• **Instruções de trabalho**
A - Responda com base no trecho sobre a fala de Bolsonaro:
(i) Quem o projeto social estava recebendo naquele dia, e para quê?
(ii) Que idades das meninas aparecem na pergunta feita por Bolsonaro?
(iii) Segundo o texto, o que faltava a essa cultura, no que se chama na comunicação?
B - Reproduza o trecho sobre a fala de Bolsonaro começando em "O episódio escancara" e terminando em "sabe seus significados.".

• **Trecho apresentado**
· · · · · · ·

Aqueles que entendem de outra forma não fazem isso por omissão, ignorância ou acharem que não existe qualquer intenção de cunho sexual na expressão utilizada por Bolsonaro. Isso fica mais que claro, quando ele continua e relata que ao entrar no local existia na verdade um grupo de meninas todas arrumadas e de maneira leviana, questiona: o que meninas de 14 e 15 anos fazem todas arrumadinhas num sábado?
O local referido por Bolsonaro era na verdade um projeto social, que naquele dia estava recebendo refugiadas venezuelanas para aprenderem noções de maquiagem e moda. Além da pedofilia explícita, o presidente insinua que existiria ali uma casa para promoção de prostituição. Dessa forma, ele como macho predador, foi na verdade vítima da promiscuidade juvenil, que assola o mundo pobre e representa um risco para o Brasil.
O episódio escancara toda cultura que o bolsonarismo representa. Os valores pervertidos de quem enxerga em meninas a possibilidade de conquistas sexuais. Os que corroboram com isso são aqueles que usam expressões também de fácil entendimento, como: “essas meninas de hoje não têm jeito”, ou “já começam desde cedo” e tantas outras que qualquer um sabe seus significados.
É essa cultura que Bolsonaro quer banalizar no Brasil, mas que sempre existiu, faltava apenas o que chamamos na comunicação de Discurso Autorizado. A pedofilia, o assédio, a violência sexual e o machismo são aceitos por muito mais gente na sociedade do que se imagina, homens e mulheres.
Pior ainda quando parte disso é prática do Estado. Quem não conhece relatos de mulheres constrangidas pela forma que são tratadas por policiais, enfermeiras, médicos, juízes, promotores e seus chefes no trabalho? Da mesma forma dentro de casa e por suas famílias.
O “pintou o clima” de Bolsonaro tem uma capacidade de síntese jamais vista. Porque da mesma forma que ele demonstra os seus valores, a moral que propaga, o preconceito e a forma doentia como enxerga até meninas, reflete também quem lhe absolve. São aqueles que compõem o rescaldo cultural que aceita esse tipo de conduta e contribui para que pedofilia, estupro e todo tipo de agressão seja passível de julgamento moral. São tão doentes, que desconsideram que a próxima vítima pode ser a mãe, a irmã, a esposa ou a filha.

· · · · · · ·

• **Dados brutos**

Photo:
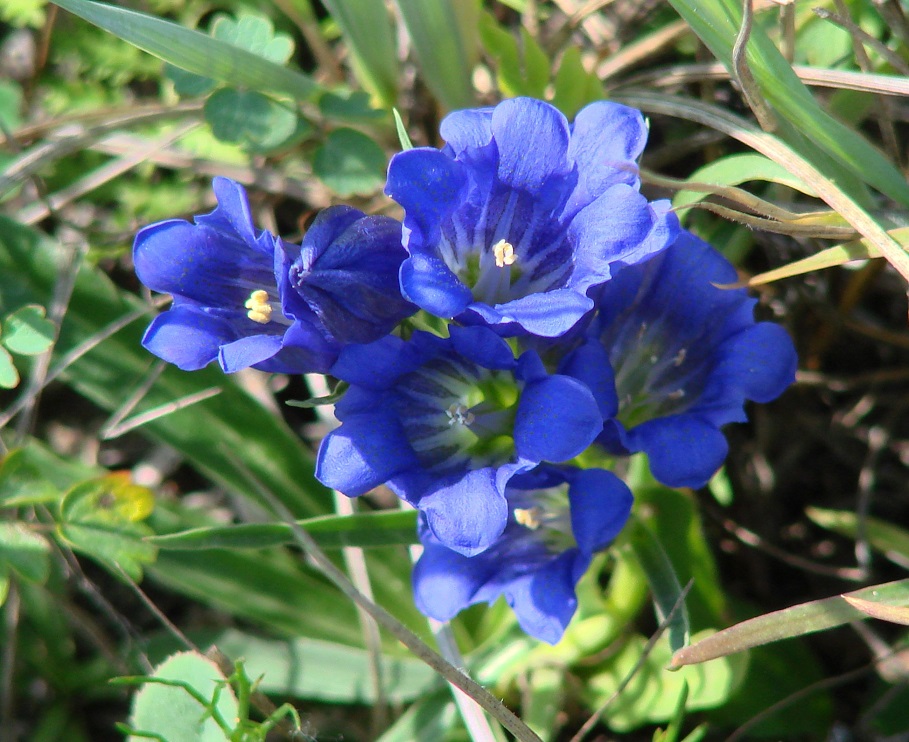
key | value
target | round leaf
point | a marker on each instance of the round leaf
(25, 552)
(174, 712)
(9, 376)
(100, 518)
(350, 163)
(256, 34)
(27, 332)
(250, 118)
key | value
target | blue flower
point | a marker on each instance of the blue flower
(520, 215)
(246, 298)
(537, 561)
(446, 423)
(671, 358)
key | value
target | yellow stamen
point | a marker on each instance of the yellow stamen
(458, 414)
(504, 253)
(531, 518)
(259, 307)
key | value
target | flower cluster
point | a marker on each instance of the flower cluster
(578, 313)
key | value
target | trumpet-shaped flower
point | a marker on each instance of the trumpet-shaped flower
(557, 520)
(672, 357)
(520, 215)
(247, 298)
(447, 422)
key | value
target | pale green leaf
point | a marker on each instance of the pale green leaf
(350, 163)
(194, 51)
(383, 528)
(27, 332)
(805, 618)
(24, 551)
(176, 713)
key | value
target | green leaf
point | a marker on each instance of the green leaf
(522, 67)
(250, 118)
(444, 38)
(652, 695)
(27, 332)
(734, 170)
(368, 31)
(664, 584)
(382, 528)
(808, 128)
(805, 618)
(352, 105)
(888, 538)
(24, 552)
(574, 87)
(350, 163)
(23, 483)
(175, 713)
(194, 51)
(101, 519)
(9, 376)
(256, 34)
(286, 669)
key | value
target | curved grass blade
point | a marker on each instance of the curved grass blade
(806, 618)
(194, 51)
(384, 528)
(777, 150)
(444, 36)
(810, 128)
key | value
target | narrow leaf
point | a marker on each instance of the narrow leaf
(194, 51)
(385, 528)
(809, 127)
(664, 584)
(444, 38)
(798, 620)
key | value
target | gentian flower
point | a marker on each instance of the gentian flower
(671, 358)
(447, 422)
(539, 558)
(521, 214)
(246, 298)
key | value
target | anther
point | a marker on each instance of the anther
(458, 414)
(259, 307)
(504, 253)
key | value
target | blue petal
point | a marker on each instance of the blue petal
(557, 419)
(760, 362)
(606, 141)
(187, 337)
(376, 365)
(430, 284)
(517, 123)
(468, 129)
(444, 581)
(544, 600)
(590, 364)
(546, 314)
(367, 450)
(600, 506)
(684, 450)
(481, 345)
(232, 214)
(467, 514)
(618, 228)
(428, 184)
(249, 351)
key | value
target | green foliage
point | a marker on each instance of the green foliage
(350, 163)
(102, 519)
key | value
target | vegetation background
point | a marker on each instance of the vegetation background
(145, 511)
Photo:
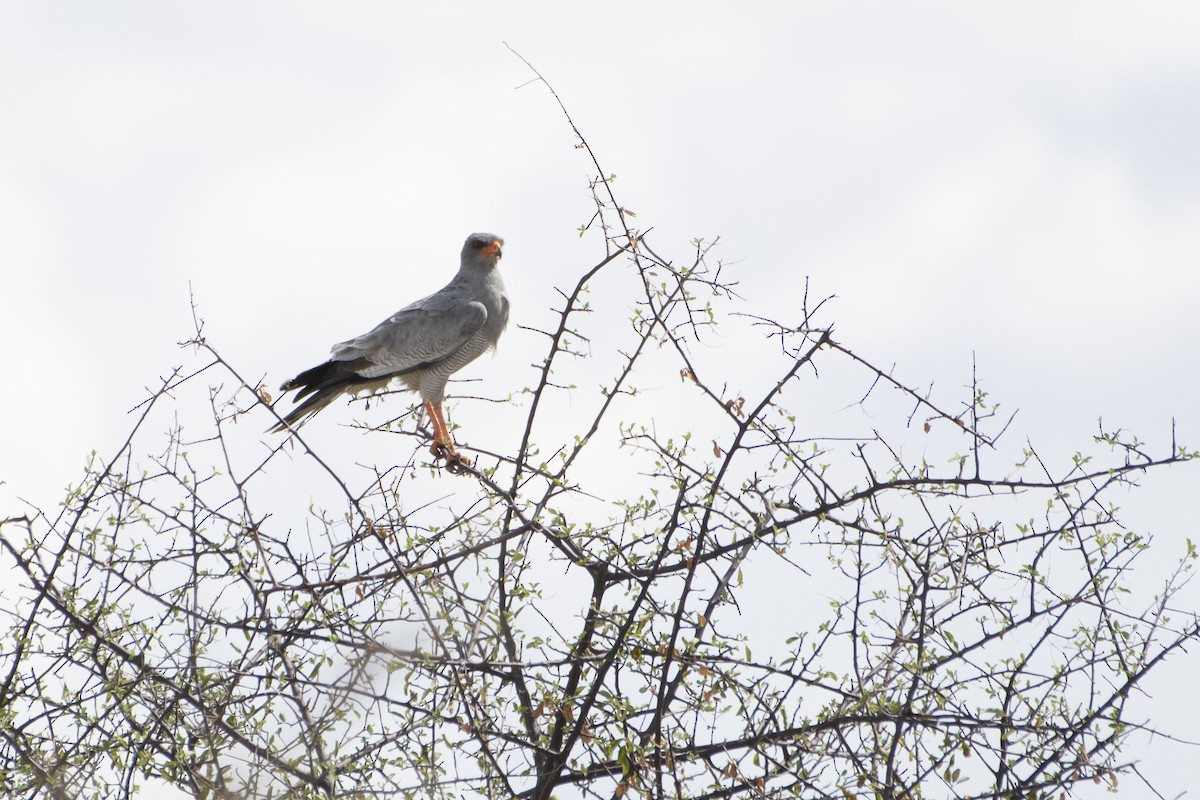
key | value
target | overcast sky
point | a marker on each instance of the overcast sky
(1017, 180)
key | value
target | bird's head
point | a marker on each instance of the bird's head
(483, 246)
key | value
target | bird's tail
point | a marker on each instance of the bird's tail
(324, 383)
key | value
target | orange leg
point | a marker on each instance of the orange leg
(443, 444)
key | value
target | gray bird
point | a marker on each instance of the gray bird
(423, 344)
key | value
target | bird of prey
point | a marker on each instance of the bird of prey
(423, 344)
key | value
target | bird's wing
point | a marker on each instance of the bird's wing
(414, 337)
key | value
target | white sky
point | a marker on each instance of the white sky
(1019, 180)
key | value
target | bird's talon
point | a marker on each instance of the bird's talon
(456, 463)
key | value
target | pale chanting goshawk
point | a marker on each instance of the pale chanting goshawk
(423, 344)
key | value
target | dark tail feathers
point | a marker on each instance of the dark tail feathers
(325, 383)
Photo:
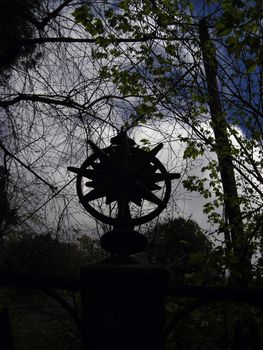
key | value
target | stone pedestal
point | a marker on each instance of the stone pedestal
(123, 306)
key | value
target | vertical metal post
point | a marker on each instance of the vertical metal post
(123, 306)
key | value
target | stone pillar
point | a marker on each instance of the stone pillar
(123, 306)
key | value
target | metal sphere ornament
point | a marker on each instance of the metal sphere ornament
(124, 178)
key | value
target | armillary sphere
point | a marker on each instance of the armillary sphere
(123, 176)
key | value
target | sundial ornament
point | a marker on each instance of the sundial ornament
(124, 178)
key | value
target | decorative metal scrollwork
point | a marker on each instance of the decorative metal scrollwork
(127, 182)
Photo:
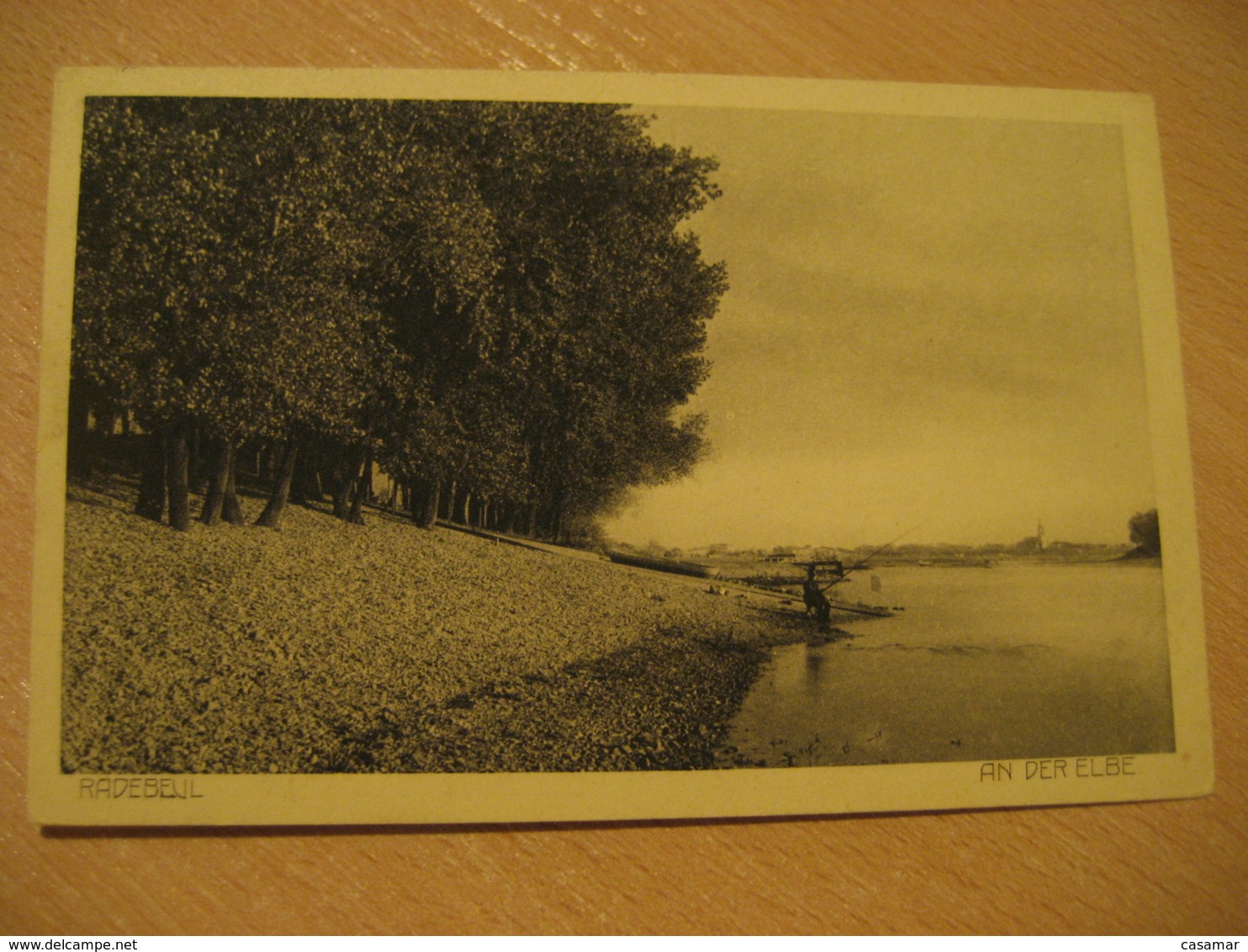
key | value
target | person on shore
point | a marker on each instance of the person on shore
(817, 601)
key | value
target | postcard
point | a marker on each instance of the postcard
(490, 447)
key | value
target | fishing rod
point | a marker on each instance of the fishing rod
(863, 563)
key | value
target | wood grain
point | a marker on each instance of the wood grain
(1150, 867)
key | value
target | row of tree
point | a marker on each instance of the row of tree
(493, 302)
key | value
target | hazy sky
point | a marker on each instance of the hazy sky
(931, 325)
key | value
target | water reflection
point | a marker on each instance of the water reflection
(1018, 662)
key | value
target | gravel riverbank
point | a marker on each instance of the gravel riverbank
(329, 647)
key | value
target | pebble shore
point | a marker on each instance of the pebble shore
(335, 648)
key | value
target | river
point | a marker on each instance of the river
(1018, 660)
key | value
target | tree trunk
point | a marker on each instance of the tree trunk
(230, 510)
(428, 514)
(177, 478)
(347, 479)
(151, 485)
(362, 490)
(214, 500)
(366, 479)
(272, 516)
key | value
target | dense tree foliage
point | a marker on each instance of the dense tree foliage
(494, 302)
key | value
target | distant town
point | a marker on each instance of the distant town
(1033, 548)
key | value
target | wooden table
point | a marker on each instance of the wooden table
(1150, 867)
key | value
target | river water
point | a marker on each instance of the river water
(1018, 660)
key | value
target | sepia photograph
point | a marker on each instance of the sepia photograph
(436, 436)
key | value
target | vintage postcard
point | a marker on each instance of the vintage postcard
(452, 447)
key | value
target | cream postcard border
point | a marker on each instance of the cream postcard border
(56, 797)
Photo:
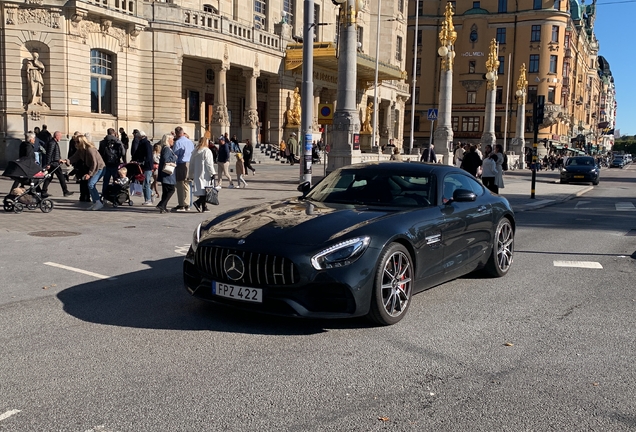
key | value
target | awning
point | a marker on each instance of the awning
(325, 57)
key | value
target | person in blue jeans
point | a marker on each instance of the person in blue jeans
(87, 153)
(144, 156)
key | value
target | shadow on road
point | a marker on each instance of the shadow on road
(155, 298)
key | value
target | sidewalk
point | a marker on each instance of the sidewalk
(273, 180)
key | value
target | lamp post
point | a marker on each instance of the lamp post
(444, 132)
(492, 65)
(346, 122)
(522, 92)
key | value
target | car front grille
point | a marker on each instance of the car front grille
(257, 269)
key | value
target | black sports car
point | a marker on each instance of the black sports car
(580, 169)
(361, 242)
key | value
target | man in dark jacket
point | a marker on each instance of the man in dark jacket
(143, 155)
(52, 161)
(112, 150)
(123, 136)
(428, 155)
(471, 161)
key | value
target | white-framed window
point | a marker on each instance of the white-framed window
(260, 14)
(101, 82)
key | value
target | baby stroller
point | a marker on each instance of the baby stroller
(29, 174)
(119, 194)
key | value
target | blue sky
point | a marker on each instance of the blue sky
(614, 28)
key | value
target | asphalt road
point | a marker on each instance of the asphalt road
(125, 348)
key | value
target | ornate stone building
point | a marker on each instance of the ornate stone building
(218, 65)
(554, 39)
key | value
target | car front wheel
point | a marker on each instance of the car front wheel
(393, 286)
(502, 249)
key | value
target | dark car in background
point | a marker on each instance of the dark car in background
(580, 169)
(359, 243)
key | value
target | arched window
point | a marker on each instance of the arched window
(101, 82)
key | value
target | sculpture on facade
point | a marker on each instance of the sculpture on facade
(292, 115)
(366, 124)
(35, 73)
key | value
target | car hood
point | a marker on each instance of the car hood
(295, 222)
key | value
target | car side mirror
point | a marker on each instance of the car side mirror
(464, 195)
(304, 188)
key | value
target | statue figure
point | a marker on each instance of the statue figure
(366, 125)
(292, 115)
(35, 72)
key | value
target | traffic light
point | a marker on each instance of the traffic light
(540, 109)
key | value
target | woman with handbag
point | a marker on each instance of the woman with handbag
(165, 172)
(202, 173)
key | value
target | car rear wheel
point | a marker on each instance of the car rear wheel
(393, 286)
(502, 249)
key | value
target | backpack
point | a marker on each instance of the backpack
(111, 153)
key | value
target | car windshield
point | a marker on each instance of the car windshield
(586, 161)
(373, 187)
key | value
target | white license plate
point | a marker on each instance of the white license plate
(237, 292)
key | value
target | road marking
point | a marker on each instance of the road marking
(626, 206)
(540, 202)
(578, 264)
(8, 414)
(76, 270)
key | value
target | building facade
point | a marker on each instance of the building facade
(212, 65)
(555, 41)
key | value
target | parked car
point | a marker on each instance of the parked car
(359, 243)
(581, 169)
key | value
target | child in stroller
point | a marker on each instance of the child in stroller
(25, 191)
(118, 192)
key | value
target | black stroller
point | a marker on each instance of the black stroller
(119, 194)
(30, 176)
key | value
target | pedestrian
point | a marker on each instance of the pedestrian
(472, 162)
(202, 173)
(167, 180)
(183, 148)
(396, 156)
(79, 169)
(123, 137)
(143, 156)
(248, 154)
(112, 151)
(240, 171)
(87, 152)
(52, 161)
(292, 148)
(489, 172)
(223, 162)
(428, 155)
(502, 166)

· · · · · · ·

• **Gabarito**
A -
(i) Refugiadas venezuelanas, para aprenderem noções de maquiagem e moda.
(ii) 14 e 15 anos.
(iii) O Discurso Autorizado.

B -
O episódio escancara toda cultura que o bolsonarismo representa. Os valores pervertidos de quem enxerga em meninas a possibilidade de conquistas sexuais. Os que corroboram com isso são aqueles que usam expressões também de fácil entendimento, como: “essas meninas de hoje não têm jeito”, ou “já começam desde cedo” e tantas outras que qualquer um sabe seus significados.